## RECORD SET
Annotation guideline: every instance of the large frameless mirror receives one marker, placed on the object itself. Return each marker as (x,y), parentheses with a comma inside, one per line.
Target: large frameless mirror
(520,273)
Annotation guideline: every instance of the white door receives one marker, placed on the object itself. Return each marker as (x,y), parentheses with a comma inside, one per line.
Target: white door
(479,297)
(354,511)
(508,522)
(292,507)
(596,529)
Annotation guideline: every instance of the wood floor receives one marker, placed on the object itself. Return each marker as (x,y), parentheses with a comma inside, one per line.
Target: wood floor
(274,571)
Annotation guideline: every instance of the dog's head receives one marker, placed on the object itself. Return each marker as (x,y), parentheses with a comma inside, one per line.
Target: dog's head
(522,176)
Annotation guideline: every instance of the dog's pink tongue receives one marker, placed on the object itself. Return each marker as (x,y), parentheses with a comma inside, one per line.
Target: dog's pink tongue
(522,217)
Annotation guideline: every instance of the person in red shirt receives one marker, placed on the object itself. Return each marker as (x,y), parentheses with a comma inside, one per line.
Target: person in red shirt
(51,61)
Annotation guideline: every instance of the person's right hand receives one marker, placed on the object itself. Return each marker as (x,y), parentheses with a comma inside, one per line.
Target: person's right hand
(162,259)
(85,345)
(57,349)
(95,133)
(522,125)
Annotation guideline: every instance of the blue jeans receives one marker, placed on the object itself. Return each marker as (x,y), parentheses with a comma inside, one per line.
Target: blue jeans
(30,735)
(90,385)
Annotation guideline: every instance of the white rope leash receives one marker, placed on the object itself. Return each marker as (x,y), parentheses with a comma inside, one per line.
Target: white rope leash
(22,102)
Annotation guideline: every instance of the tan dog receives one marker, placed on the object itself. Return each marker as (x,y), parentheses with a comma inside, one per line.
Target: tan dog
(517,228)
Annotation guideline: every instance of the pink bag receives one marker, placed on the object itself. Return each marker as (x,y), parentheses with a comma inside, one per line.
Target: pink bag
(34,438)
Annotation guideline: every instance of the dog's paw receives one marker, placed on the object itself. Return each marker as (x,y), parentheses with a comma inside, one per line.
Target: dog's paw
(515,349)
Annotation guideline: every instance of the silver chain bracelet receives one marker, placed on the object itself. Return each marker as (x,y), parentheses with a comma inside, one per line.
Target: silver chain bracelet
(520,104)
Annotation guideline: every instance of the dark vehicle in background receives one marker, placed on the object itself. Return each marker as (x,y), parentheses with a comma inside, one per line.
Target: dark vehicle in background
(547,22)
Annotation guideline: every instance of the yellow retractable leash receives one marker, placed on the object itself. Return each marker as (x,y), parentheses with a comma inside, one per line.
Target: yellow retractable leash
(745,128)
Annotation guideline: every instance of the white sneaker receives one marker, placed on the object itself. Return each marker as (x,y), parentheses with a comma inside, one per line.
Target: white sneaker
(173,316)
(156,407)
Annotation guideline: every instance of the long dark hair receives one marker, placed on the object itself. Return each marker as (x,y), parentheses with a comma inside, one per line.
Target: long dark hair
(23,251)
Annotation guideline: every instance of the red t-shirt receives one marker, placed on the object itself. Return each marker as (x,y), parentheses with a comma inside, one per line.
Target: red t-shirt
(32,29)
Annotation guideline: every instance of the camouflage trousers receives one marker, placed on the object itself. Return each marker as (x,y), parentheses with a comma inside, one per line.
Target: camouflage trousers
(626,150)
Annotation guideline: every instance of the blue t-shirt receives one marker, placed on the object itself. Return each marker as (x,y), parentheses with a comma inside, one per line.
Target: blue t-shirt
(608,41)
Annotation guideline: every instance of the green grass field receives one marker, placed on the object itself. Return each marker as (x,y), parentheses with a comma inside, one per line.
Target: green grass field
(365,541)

## TASK GOAL
Every piece of the data must be set down exactly. Omit nothing.

## EXERCISE OUTPUT
Annotation guideline: every instance of the large frameless mirror receives one marker, placed on the object itself. Return each marker as (x,y), parentheses with a comma inside, one per line.
Target: large frameless mirror
(520,273)
Annotation guideline: every instance of the white door receives one marker, placed on the object itself. Return each marker as (x,y), parentheses with a comma inside, one per line.
Target: white door
(479,297)
(354,511)
(508,522)
(292,507)
(596,529)
Annotation guideline: every instance of the wood floor receives one marker, placed on the object itself. Return each marker as (x,y), parentheses with a comma inside, one per line.
Target: wood floor
(274,571)
Annotation guideline: every instance of the dog's head receives one marker, placed on the object itself. Return each marker as (x,y), parentheses with a comma inside, one per line.
Target: dog's head
(522,176)
Annotation guideline: every instance of the dog's pink tongue receives one marker, placed on the object itself. Return each marker as (x,y), parentheses with a comma inside, one per line.
Target: dog's pink tongue
(522,217)
Annotation guideline: every instance of the person in red shirt receives one marker, placed on the object itself. Return each marker as (x,y), parentheses with a comma inside, one per line.
Target: person in red shirt
(51,61)
Annotation guideline: every instance of the person's right hand receives one marker, placed on the object itself. Return each marker as (x,y), parentheses with a comma inside, one per line.
Target: person's right hand
(162,259)
(85,345)
(57,349)
(95,133)
(522,125)
Annotation guideline: every instance of the blue jeans receives one marker, placed on the object itself. Return each marker as (x,y), parentheses with a comma inside, one per line.
Target: blue jeans
(30,735)
(90,385)
Annotation guideline: every instance of the white rope leash receives one marker, placed on the object itself. Return each marker as (x,y), parentheses with a comma inside, one per line.
Target: white rope leash
(22,102)
Annotation guideline: every instance of the tan dog receives one marker, placed on the object itself. Return each marker as (x,y), parentheses with a comma inside, one per line.
Target: tan dog
(517,228)
Annotation guideline: every instance of the pink bag receives one marker, placed on the object itself. Return each marker as (x,y), parentheses with a comma inside, one per line.
Target: pink bag
(34,438)
Annotation guideline: every instance of the dog's paw receives one marker, placed on the object itself. Return each marker as (x,y), parentheses with a comma inside, one per line.
Target: dog's paw
(515,349)
Annotation guideline: every instance of the silver chain bracelet receives one marker, placed on the object itself. Return each marker as (x,y), parentheses with a comma inside, one per line.
Target: silver chain bracelet
(520,104)
Annotation guideline: every instance of the dark vehicle in background receives one marker, placed on the object itself. Return each marker as (x,y), parentheses with a comma inside, one per line.
Target: dark vehicle in background
(547,22)
Annotation guideline: every instance of the yellow retractable leash receives one marker, placed on the object itself. Return each marker as (x,y), parentheses with a comma inside, one per line.
Target: yellow retractable leash
(745,128)
Annotation guideline: every instance of the white sneaker receives one marker, placed on the object itself. Return each marker as (x,y), parentheses with a comma inside, one per line.
Target: white sneaker
(173,316)
(156,407)
Annotation guideline: every instance of the long dark hair receives one marker, placed on the object itself. Return each marker as (x,y), parentheses with a comma inside, one per line.
Target: long dark hair
(23,251)
Annotation guideline: every instance of the red t-shirt receives one marker, placed on the object itself. Return each marker as (x,y), parentheses with a comma inside, one per line.
Target: red t-shirt
(32,29)
Annotation guideline: every instance of the camouflage trousers receives one marker, placed on the object itself. Return each marker as (x,y), parentheses with a comma inside, one per line.
Target: camouflage trousers
(626,150)
Annotation guideline: every instance of the blue t-shirt receives one marker, placed on the object itself. Return each marker as (x,y), parentheses with a comma inside, one per line.
Target: blue t-shirt
(608,41)
Annotation guideline: every instance of the green grass field receives one marker, placed on the object itself. Return each marker as (x,y), parentheses with a comma inside, one per line.
Target: green grass field
(365,541)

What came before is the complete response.